- Exercise directions
Rewrite everything from the line containing "Each instance of the medieval" down to the end of the records, changing "stone bridge" to "footbridge" and keeping all else the same. Give back only those lines.

- Data extract
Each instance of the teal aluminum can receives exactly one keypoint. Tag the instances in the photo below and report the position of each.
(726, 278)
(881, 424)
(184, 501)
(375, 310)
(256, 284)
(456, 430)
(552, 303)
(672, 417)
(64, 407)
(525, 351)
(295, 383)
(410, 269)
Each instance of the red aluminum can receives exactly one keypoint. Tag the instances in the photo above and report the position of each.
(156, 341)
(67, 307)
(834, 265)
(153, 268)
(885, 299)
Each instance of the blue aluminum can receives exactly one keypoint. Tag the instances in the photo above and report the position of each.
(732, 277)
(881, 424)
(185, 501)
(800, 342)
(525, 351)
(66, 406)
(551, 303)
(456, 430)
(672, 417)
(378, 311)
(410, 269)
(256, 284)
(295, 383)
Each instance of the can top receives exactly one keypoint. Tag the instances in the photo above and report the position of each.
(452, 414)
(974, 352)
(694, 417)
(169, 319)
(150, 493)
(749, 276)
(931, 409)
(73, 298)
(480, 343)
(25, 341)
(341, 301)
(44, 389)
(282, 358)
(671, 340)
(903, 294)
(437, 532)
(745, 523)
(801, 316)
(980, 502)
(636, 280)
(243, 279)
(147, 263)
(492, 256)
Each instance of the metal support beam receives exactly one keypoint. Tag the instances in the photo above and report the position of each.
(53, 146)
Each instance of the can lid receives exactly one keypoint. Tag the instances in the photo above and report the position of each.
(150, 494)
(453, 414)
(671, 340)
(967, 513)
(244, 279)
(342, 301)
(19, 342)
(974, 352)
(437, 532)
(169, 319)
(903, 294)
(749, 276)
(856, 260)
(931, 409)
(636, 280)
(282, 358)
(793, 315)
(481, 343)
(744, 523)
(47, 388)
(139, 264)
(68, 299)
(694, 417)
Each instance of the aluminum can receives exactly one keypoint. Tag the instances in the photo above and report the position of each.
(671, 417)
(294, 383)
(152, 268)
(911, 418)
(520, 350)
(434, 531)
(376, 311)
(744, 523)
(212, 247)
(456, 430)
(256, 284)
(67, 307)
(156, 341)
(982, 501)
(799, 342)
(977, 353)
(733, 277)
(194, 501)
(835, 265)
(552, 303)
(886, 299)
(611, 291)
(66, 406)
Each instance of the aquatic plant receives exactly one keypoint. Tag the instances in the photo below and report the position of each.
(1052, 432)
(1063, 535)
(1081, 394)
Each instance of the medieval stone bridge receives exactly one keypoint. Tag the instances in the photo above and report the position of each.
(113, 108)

- Exercise output
Each instance of the medieval footbridge receives exactly one keypoint. Tag the instances in the photo above and report the position of each.
(113, 108)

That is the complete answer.